Document passage:
[start]
12. The Defendant in moving the court to refer the matter to arbitration seeks to place reliance on clause 40 of the building works contract entered by and between the parties on May 10, 2010. The court notes that the dispute herein arose on or around 2015 when the Plaintiff filed the current suit. The court also notes that this matter is part heard and that the Plaintiff has called a total of 5 witnesses and closed its case in 2020. The court further notes that on several occasions the matter was listed down for hearing but for one reason or the other the Defendant has not been ready to put forward its defence. It is not lost upon the court that when this application was filed February 25, 2023, this matter was set down for defence hearing on March 1, 2023.
[end]
Data section:
[start]
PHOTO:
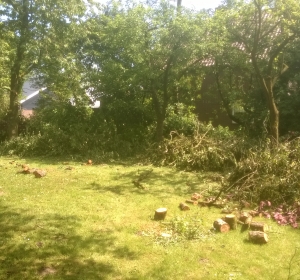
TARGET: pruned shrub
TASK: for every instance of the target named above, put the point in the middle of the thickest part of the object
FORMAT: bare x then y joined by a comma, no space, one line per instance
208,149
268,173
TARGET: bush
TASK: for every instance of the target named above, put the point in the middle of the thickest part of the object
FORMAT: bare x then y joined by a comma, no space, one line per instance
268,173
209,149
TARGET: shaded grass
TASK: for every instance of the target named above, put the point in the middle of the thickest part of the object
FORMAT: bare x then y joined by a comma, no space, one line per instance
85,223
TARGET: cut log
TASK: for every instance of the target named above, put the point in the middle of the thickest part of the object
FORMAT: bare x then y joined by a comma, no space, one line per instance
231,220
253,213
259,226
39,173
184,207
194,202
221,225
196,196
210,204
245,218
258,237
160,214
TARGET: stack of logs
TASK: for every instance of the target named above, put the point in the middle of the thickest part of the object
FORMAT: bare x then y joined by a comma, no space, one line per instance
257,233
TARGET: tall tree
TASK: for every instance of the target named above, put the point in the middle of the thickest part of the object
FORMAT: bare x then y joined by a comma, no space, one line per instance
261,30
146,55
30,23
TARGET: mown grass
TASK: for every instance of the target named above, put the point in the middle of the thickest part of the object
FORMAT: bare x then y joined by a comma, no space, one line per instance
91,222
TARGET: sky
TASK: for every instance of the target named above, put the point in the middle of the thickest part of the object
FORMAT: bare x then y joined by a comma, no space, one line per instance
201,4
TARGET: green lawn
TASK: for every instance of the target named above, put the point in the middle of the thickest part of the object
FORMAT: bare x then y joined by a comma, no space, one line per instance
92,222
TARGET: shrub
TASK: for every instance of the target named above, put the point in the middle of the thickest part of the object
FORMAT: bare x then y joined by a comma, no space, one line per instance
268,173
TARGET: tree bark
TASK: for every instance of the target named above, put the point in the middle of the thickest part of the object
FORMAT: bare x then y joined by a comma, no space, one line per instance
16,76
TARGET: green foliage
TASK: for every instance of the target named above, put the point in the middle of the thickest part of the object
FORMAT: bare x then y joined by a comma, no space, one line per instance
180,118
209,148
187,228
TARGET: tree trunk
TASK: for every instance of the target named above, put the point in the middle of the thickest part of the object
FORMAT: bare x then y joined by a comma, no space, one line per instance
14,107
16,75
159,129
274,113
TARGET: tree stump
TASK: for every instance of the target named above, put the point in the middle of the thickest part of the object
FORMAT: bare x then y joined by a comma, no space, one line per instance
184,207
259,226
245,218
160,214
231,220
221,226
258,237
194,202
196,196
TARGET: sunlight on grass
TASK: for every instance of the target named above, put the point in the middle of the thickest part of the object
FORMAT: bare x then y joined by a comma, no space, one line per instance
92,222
[end]
[start]
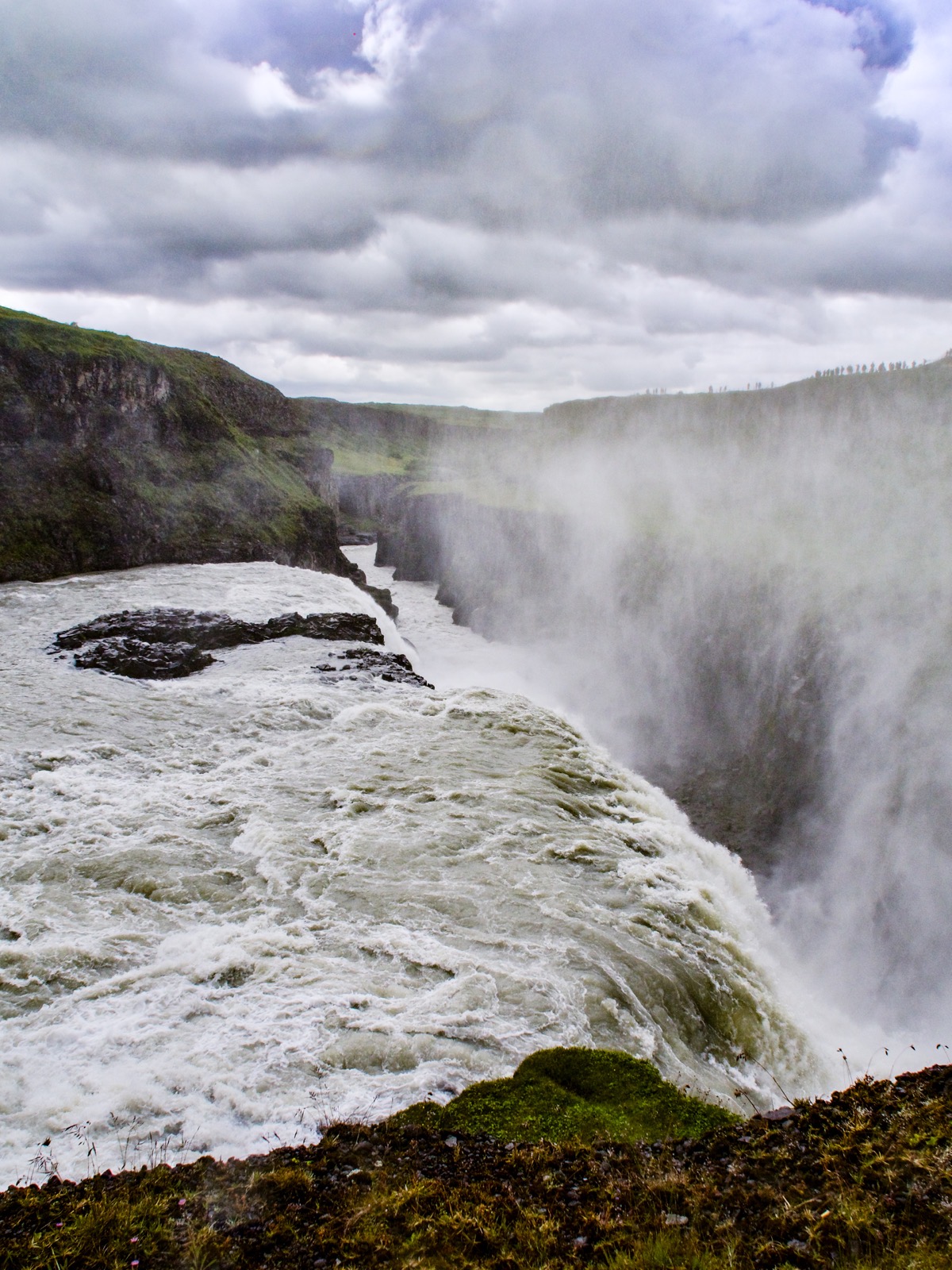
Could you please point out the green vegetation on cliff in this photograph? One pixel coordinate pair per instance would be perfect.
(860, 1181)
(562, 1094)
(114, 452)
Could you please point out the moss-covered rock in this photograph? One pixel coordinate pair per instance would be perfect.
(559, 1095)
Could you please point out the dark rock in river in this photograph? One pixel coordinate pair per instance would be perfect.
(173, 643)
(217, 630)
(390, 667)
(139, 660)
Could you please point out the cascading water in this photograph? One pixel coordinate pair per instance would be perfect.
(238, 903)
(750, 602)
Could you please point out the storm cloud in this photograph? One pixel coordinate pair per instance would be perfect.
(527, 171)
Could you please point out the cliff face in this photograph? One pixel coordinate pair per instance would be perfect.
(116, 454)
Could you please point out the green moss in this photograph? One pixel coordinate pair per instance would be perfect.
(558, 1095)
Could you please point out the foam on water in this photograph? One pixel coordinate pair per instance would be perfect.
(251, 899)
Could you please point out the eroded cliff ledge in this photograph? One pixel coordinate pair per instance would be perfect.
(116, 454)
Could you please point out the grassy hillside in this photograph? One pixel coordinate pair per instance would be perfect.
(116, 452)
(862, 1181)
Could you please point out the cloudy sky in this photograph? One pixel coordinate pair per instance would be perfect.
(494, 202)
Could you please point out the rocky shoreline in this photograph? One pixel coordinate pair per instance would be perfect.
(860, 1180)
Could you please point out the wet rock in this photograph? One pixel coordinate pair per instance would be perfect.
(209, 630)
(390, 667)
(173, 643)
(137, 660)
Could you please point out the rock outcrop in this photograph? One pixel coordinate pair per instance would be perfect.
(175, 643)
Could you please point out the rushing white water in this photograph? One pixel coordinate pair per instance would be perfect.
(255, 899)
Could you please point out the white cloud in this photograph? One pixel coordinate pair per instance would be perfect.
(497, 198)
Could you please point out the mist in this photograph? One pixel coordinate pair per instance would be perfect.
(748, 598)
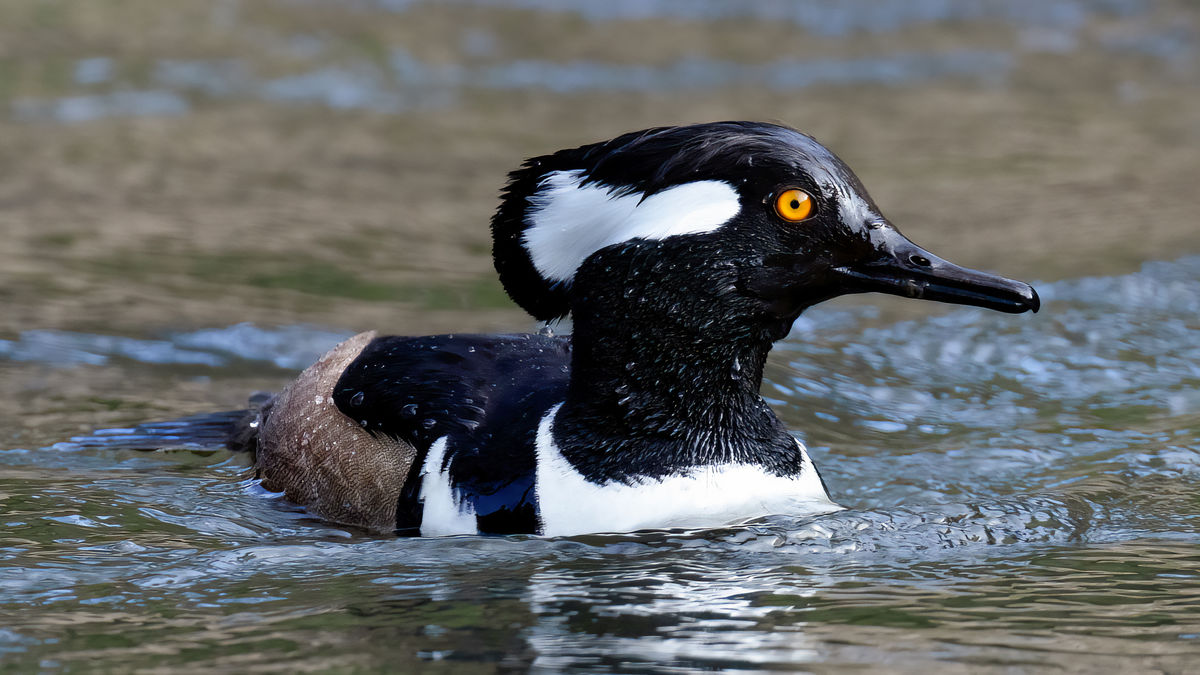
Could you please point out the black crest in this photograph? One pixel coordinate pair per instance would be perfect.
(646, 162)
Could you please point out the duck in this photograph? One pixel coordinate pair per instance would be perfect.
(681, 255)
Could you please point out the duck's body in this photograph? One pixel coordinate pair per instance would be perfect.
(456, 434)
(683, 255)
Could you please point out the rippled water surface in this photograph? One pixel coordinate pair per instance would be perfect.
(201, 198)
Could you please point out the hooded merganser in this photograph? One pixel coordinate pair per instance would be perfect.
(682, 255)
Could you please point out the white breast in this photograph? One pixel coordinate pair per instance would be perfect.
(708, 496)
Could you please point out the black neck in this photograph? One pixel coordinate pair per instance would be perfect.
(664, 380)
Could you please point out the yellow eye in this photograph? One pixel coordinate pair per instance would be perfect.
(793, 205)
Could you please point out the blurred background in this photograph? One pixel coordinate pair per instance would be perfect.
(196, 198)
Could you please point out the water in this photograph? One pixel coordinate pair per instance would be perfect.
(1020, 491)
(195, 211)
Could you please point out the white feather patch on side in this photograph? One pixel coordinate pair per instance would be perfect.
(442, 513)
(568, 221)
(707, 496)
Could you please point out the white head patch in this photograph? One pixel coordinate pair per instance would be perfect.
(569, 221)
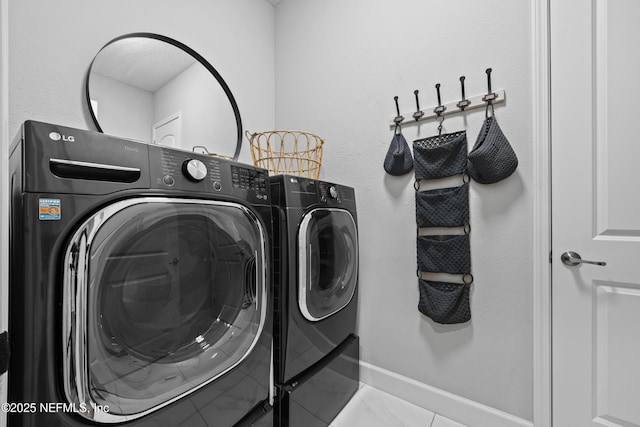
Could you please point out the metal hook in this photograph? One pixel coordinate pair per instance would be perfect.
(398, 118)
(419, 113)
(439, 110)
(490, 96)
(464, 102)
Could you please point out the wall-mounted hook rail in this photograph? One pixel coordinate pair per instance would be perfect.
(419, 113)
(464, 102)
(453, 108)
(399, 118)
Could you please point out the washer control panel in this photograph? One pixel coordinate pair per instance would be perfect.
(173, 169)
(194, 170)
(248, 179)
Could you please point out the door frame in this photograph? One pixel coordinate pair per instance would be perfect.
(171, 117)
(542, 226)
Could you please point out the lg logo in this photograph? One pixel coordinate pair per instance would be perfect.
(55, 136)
[end]
[start]
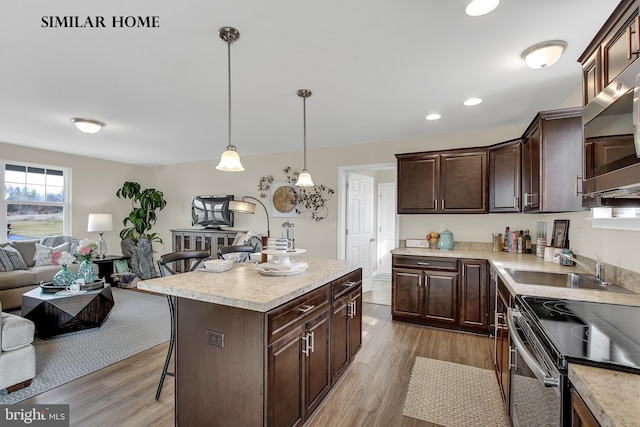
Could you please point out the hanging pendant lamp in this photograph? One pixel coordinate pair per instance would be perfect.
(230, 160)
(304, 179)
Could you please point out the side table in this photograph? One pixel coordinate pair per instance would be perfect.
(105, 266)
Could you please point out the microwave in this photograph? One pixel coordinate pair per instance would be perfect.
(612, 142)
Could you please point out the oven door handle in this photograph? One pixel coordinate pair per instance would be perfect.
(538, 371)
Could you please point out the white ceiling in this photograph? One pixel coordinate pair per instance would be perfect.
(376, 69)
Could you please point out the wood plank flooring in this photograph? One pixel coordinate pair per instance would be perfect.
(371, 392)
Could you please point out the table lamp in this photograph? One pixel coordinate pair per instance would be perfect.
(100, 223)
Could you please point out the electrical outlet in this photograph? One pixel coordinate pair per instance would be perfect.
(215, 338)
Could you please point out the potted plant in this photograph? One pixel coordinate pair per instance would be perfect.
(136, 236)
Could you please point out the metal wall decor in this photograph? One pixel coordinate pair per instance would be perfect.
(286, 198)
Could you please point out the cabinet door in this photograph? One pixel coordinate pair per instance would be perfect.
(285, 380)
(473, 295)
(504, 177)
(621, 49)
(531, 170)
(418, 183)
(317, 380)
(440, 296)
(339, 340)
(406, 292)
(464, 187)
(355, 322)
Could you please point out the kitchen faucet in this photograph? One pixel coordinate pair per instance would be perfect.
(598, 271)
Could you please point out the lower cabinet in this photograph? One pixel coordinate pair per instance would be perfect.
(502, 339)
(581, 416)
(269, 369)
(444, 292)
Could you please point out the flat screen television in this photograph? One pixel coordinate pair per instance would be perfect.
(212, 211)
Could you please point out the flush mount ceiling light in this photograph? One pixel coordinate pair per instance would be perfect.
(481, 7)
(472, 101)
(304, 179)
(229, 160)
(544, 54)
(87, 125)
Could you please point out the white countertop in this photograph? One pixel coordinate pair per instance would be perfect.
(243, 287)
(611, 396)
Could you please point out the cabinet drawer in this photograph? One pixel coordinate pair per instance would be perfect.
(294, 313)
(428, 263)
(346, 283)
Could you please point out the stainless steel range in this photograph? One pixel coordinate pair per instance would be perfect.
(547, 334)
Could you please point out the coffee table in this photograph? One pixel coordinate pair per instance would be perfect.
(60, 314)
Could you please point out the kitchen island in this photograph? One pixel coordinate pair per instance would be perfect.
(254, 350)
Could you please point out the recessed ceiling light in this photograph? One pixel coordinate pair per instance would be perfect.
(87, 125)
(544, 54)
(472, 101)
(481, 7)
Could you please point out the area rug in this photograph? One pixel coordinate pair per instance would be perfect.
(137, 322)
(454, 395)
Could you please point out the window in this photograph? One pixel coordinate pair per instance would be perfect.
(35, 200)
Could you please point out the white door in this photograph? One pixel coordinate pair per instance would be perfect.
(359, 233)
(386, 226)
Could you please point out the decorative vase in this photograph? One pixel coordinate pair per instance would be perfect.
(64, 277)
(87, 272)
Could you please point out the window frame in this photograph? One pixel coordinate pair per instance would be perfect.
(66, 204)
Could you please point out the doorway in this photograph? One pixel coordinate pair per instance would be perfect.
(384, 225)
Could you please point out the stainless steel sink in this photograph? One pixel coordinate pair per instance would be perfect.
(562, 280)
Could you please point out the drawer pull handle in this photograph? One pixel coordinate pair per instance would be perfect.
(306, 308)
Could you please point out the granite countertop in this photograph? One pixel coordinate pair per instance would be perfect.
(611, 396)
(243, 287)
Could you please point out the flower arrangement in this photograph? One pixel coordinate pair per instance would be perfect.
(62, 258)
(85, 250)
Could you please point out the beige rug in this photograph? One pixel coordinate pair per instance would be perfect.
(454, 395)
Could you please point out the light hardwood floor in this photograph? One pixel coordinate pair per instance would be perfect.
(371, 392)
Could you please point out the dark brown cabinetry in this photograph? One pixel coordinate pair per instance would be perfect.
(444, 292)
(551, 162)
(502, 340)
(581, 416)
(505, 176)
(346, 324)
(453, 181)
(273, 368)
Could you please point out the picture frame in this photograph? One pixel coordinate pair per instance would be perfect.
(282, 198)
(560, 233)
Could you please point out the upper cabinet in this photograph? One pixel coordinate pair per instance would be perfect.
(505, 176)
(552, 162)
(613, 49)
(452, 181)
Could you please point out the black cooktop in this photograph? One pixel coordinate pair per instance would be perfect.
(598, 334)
[end]
Directives:
1: In the court passage, which clause of the building works contract does the Defendant rely on to seek referral to arbitration?
2: Reproduce the stretch of the court passage from "12. The Defendant" through "March 1, 2023.".

Per-task answers:
1: Clause 40

2:
12. The Defendant in moving the court to refer the matter to arbitration seeks to place reliance on clause 40 of the building works contract entered by and between the parties on May 10, 2010. The court notes that the dispute herein arose on or around 2015 when the Plaintiff filed the current suit. The court also notes that this matter is part heard and that the Plaintiff has called a total of 5 witnesses and closed its case in 2020. The court further notes that on several occasions the matter was listed down for hearing but for one reason or the other the Defendant has not been ready to put forward its defence. It is not lost upon the court that when this application was filed February 25, 2023, this matter was set down for defence hearing on March 1, 2023.